**PROBLEM TO WORK ON**
Copy the whole listing below word for word, leaving out the pictures.
# # # # # # #
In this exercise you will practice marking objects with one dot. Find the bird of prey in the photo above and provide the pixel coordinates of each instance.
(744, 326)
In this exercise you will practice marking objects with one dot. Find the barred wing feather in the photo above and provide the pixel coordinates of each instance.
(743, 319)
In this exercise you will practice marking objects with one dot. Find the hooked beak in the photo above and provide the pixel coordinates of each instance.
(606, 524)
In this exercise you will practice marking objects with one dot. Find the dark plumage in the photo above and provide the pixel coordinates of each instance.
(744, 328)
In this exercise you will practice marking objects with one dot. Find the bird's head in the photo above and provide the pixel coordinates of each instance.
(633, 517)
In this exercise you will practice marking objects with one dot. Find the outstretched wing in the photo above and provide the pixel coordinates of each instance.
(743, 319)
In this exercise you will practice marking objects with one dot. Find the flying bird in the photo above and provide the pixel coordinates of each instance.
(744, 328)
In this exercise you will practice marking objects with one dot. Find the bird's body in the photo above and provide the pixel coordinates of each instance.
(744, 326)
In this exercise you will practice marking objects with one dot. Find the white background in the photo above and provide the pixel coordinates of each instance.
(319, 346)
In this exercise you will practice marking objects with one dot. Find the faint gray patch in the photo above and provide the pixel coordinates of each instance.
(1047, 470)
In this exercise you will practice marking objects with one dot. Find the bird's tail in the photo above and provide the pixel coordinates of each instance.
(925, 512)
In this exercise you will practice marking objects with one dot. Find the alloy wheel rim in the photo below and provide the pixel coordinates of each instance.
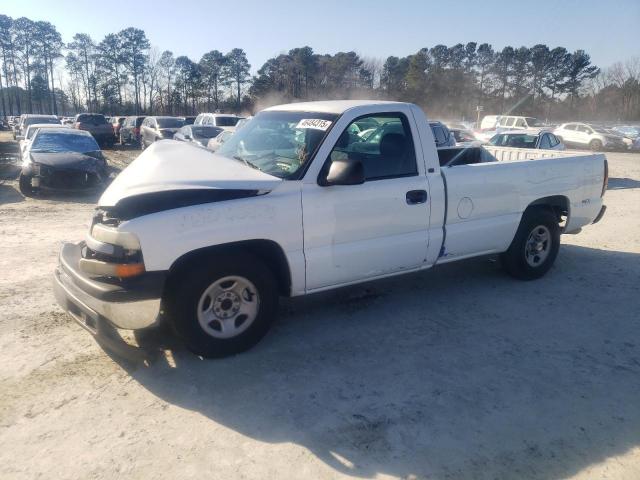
# # # # # # #
**ANSWER TO THE EXERCISE**
In this exercise you will practice marking objects with one dot. Find the bird of prey in the photo above and provide the pixel coordinates of each instance.
(744, 326)
In this exercise you will practice marking objects with one dot. Find the barred wing feather in the photo above and provide the pixel coordinates of each instance.
(743, 319)
In this exercise you will practice marking objects with one dot. Find the hooked beak in the photo above and provide the pixel coordinates of each instance.
(606, 524)
In this exercise you will practice marking objects with one dot. Find the dark plumage in the photo above and provide the pixel coordinates of each instance.
(744, 328)
In this exercise you will practice marking objects with one dot. Find the bird's head in the photo above and provide the pixel coordinates of each instance.
(633, 517)
In this exercise you will practice marking objects with one dot. Find the outstretched wing in the photo above and provide the pixel coordinates of each instance.
(743, 319)
In this exercise you will practice marking objects with one dot. Find the flying bird in the photo above and provide the pixel coordinates of each instance.
(744, 328)
In this exercise you will practice marking objects with one dot. Find the bird's body in the photo above and provide the pixel coordinates of each instance.
(744, 326)
In this exercise you will practice marking objects with one dot. Find the white background in the photo above and provide the pixel coordinates of each instance.
(319, 346)
In this exercise you will practice marking objects with one dot. Find the faint gray patch in the photo above and provide the pixel coordinates of each instance.
(1047, 470)
In this exercise you will practice marking objects with one dot. Find the bird's tail in the photo above and provide the pixel coordinates of each instance.
(925, 512)
In this exercise you will practice marking objects with one dot. Find the alloy wheel rim in the photo below and provide the pixel coordinates of each instance.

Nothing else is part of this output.